Records contained in a dataset:
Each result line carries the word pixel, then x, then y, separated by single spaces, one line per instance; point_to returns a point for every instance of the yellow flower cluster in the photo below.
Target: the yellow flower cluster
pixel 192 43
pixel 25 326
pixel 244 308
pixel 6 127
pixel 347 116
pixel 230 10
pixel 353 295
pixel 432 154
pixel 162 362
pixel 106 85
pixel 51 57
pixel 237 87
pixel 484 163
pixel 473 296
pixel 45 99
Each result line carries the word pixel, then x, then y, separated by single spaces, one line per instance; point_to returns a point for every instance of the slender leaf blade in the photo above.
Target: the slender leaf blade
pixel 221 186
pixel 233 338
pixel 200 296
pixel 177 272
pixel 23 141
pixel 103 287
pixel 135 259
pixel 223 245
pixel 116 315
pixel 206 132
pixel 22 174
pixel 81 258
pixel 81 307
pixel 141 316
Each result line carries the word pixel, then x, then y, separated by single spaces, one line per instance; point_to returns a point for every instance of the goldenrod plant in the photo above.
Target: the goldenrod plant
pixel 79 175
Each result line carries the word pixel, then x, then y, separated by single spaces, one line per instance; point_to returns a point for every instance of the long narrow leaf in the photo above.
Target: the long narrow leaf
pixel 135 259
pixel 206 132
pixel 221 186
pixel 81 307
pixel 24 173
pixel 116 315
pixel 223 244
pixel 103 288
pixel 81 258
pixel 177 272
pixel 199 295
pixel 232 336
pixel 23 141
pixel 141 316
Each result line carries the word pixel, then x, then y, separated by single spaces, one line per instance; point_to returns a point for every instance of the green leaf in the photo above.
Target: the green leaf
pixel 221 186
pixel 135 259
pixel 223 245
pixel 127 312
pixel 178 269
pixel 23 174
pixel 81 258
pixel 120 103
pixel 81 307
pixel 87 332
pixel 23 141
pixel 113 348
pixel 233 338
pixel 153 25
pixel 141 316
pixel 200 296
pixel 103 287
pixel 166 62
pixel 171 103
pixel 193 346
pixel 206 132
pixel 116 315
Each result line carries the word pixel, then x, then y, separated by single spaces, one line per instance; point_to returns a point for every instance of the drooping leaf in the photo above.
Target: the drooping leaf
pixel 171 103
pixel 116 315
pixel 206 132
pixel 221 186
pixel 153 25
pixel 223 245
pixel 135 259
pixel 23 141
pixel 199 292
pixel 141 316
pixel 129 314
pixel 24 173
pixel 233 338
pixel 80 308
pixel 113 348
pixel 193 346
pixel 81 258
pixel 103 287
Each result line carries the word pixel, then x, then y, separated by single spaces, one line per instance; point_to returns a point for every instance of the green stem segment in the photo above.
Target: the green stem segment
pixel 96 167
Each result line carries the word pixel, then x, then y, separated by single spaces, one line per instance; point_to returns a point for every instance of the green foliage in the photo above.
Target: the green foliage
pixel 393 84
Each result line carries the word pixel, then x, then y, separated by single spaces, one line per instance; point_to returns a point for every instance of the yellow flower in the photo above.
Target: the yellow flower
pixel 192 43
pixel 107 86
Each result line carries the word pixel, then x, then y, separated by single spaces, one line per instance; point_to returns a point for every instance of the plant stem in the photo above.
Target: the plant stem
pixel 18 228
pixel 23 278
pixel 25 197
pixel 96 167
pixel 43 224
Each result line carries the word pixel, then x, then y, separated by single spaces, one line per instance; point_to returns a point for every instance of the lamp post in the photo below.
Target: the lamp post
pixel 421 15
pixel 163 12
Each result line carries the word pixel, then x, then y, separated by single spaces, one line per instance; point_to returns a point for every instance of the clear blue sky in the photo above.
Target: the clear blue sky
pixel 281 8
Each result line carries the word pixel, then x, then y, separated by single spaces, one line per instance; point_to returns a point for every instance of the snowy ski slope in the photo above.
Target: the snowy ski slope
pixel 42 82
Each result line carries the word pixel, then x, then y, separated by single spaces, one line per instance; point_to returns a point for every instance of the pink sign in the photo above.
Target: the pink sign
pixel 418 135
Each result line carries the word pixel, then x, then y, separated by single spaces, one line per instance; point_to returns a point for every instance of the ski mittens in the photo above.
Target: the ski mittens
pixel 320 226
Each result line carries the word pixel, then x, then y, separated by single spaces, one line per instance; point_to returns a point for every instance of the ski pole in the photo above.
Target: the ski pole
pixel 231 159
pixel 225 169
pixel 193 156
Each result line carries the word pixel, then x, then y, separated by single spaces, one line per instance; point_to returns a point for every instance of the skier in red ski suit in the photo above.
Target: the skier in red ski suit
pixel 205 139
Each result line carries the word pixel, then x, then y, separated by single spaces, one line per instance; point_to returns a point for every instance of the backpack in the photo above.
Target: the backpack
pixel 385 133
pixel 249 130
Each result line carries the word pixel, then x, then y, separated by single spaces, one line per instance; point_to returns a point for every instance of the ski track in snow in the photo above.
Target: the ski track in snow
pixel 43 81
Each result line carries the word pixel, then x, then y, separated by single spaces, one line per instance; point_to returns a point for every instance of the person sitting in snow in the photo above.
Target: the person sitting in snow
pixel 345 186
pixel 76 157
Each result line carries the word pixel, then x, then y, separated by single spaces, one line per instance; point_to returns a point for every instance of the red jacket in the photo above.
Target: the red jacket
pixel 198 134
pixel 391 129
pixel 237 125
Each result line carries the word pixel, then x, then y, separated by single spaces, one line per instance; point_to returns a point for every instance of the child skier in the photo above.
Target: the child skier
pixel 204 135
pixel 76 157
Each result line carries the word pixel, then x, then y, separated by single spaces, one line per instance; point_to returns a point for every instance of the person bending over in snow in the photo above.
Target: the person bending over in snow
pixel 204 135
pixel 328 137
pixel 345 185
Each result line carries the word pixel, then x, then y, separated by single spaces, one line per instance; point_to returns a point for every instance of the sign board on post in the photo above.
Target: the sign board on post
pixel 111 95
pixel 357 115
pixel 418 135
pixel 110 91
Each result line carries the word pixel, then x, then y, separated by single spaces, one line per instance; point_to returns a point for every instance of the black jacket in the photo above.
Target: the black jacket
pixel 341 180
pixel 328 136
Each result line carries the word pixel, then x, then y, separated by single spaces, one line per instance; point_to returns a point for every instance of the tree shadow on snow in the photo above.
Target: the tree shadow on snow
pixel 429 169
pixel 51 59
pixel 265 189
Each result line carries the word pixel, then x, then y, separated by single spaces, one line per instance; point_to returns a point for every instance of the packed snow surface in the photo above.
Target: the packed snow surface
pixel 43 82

● REQUIREMENTS:
Copy the records from the start through the line containing "pixel 45 99", with both ends included.

● SOLUTION FOR THIS EXERCISE:
Each result line carries the word pixel, then x, then y, separated by single spaces, one line per instance; point_to returns a point for every instance of the yellow flower cluster in the photo below.
Target: the yellow flower cluster
pixel 192 43
pixel 25 326
pixel 244 308
pixel 6 127
pixel 347 116
pixel 230 10
pixel 353 295
pixel 432 154
pixel 162 362
pixel 106 85
pixel 51 57
pixel 237 87
pixel 484 163
pixel 473 296
pixel 45 99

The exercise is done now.